(Task item A) Say whether each statement below agrees with the Matthew 10:28 text, answering yes or no and quoting the deciding words of the text: (i) The NLT rendering names God as the one to fear. (ii) The KJV rendering says those who kill the body are able to kill the soul. (iii) The apostles are to face persecution only from Gentile authorities.
(Task item B) Reproduce word for word the part of the Matthew 10:28 text starting at "CSB: Don't fear" and ending at "which is able to destroy both soul and body in hell.".

(Document section)
What does Matthew 10:28 mean?
ESV: And do not fear those who kill the body but cannot kill the soul. Rather fear him who can destroy both soul and body in hell.
NIV: Do not be afraid of those who kill the body but cannot kill the soul. Rather, be afraid of the One who can destroy both soul and body in hell.
NASB: And do not be afraid of those who kill the body but are unable to kill the soul; but rather fear Him who is able to destroy both soul and body in hell.
CSB: Don't fear those who kill the body but are not able to kill the soul; rather, fear him who is able to destroy both soul and body in hell.
NLT: Don’t be afraid of those who want to kill your body; they cannot touch your soul. Fear only God, who can destroy both soul and body in hell.
KJV: And fear not them which kill the body, but are not able to kill the soul: but rather fear him which is able to destroy both soul and body in hell.
The apostles have been given direct warning from Jesus about the persecution and hatred they will face. That hatred will come as they proclaim the truth about Christ. Those who represent Him will receive persecution from Jewish religious leaders and Gentile authorities, as well (Matthew 10:22–27).

(Material provided)
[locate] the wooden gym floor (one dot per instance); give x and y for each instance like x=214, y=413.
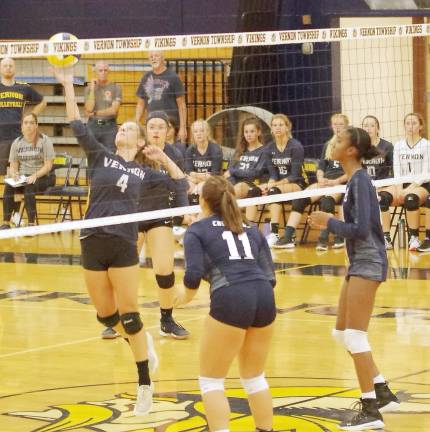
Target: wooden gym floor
x=57, y=374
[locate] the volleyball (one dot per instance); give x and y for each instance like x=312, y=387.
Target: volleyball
x=63, y=43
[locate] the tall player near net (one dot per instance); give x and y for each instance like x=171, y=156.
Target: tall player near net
x=236, y=261
x=109, y=253
x=368, y=268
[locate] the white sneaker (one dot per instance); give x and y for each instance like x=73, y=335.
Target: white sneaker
x=414, y=243
x=143, y=400
x=178, y=232
x=152, y=354
x=271, y=239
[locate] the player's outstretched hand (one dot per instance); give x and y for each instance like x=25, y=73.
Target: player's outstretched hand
x=319, y=220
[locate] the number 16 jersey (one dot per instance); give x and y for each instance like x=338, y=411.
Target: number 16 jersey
x=215, y=254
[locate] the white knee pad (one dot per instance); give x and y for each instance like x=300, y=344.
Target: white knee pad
x=356, y=341
x=211, y=384
x=339, y=337
x=254, y=385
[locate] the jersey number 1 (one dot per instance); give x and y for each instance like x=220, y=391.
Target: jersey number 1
x=232, y=247
x=122, y=182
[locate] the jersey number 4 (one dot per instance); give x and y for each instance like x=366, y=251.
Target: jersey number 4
x=122, y=182
x=232, y=246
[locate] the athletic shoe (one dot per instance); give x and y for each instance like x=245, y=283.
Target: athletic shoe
x=152, y=354
x=414, y=243
x=424, y=246
x=169, y=327
x=143, y=400
x=339, y=242
x=178, y=232
x=368, y=417
x=386, y=400
x=285, y=243
x=271, y=239
x=110, y=333
x=388, y=242
x=322, y=245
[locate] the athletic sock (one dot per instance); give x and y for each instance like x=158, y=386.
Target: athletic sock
x=166, y=313
x=368, y=395
x=143, y=372
x=379, y=379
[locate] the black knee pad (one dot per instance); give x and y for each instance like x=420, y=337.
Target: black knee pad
x=412, y=202
x=193, y=199
x=385, y=200
x=327, y=204
x=254, y=192
x=274, y=191
x=131, y=322
x=109, y=321
x=165, y=282
x=299, y=205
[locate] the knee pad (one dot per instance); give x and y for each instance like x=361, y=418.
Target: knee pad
x=327, y=204
x=300, y=205
x=274, y=191
x=193, y=199
x=109, y=321
x=385, y=200
x=211, y=384
x=339, y=337
x=254, y=192
x=356, y=341
x=412, y=202
x=165, y=282
x=131, y=322
x=254, y=385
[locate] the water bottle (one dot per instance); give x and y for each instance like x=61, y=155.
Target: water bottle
x=402, y=233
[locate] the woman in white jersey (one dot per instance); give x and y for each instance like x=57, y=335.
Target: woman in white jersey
x=412, y=157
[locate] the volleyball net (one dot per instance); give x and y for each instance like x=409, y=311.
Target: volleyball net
x=306, y=74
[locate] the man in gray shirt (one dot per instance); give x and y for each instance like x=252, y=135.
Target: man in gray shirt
x=102, y=101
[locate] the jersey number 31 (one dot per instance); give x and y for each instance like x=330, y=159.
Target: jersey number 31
x=232, y=247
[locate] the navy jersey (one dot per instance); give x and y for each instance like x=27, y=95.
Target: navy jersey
x=250, y=166
x=165, y=192
x=287, y=164
x=381, y=166
x=115, y=185
x=224, y=259
x=362, y=227
x=12, y=102
x=210, y=161
x=332, y=169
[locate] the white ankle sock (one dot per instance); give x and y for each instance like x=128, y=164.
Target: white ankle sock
x=379, y=379
x=368, y=395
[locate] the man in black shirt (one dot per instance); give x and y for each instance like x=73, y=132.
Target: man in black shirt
x=14, y=96
x=162, y=90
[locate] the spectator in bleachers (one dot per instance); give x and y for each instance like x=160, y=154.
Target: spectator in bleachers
x=31, y=155
x=378, y=168
x=102, y=101
x=285, y=156
x=248, y=171
x=411, y=157
x=202, y=158
x=161, y=89
x=329, y=173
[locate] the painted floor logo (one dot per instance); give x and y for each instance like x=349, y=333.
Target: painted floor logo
x=296, y=408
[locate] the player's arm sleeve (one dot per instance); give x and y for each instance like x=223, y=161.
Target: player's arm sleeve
x=361, y=190
x=297, y=159
x=265, y=261
x=194, y=261
x=216, y=160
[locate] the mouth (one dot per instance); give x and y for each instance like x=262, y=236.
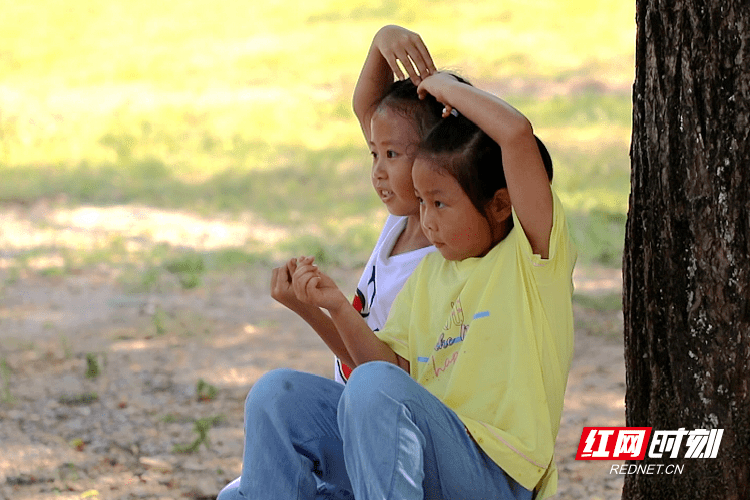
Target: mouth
x=385, y=194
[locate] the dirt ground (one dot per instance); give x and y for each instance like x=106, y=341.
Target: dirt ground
x=103, y=391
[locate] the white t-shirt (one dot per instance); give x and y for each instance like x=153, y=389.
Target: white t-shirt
x=381, y=280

(Written reply A)
(i) Yes: "Fear only God, who can destroy both soul and body in hell."
(ii) No: "but are not able to kill the soul"
(iii) No: "from Jewish religious leaders and Gentile authorities, as well"

(Written reply B)
CSB: Don't fear those who kill the body but are not able to kill the soul; rather, fear him who is able to destroy both soul and body in hell.
NLT: Don’t be afraid of those who want to kill your body; they cannot touch your soul. Fear only God, who can destroy both soul and body in hell.
KJV: And fear not them which kill the body, but are not able to kill the soul: but rather fear him which is able to destroy both soul and body in hell.